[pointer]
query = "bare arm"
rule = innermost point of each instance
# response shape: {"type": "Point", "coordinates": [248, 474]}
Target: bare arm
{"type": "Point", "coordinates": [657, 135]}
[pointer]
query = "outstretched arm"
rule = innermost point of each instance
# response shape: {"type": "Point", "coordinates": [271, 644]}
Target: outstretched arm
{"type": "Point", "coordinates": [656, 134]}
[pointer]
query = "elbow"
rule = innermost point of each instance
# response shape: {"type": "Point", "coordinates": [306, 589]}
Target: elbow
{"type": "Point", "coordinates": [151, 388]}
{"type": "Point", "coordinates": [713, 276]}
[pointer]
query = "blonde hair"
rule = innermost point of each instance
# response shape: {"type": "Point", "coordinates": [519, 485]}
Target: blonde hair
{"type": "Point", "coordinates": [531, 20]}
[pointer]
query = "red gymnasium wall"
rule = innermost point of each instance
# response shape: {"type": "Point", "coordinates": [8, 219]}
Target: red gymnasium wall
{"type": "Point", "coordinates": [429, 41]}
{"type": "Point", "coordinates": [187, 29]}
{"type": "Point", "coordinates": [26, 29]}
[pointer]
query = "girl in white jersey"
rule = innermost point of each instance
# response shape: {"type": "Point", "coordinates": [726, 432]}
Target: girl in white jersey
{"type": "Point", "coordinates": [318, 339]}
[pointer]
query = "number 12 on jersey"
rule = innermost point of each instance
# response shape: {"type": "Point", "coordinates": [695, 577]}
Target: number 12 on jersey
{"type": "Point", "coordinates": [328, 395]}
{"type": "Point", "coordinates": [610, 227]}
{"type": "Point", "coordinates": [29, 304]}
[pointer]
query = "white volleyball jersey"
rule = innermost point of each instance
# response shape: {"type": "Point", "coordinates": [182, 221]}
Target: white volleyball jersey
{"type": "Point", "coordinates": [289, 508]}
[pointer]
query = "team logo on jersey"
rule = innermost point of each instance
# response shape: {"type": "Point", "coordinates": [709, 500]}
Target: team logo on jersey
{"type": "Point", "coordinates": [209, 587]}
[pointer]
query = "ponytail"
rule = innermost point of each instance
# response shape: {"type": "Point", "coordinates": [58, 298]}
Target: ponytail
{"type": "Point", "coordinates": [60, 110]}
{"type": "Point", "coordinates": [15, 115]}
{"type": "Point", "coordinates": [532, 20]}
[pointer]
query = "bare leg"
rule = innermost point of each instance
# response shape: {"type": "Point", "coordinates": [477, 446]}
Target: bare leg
________________________________________
Find each line in the material above that contains the string "query" and copy every such line in full.

query = "bare arm"
query = "outstretched arm"
query = "elbow"
query = "blonde hair"
query = "red gymnasium wall"
query = "girl in white jersey"
query = "number 12 on jersey"
query = "white volleyball jersey"
query = "team logo on jersey"
query = "ponytail"
query = "bare leg"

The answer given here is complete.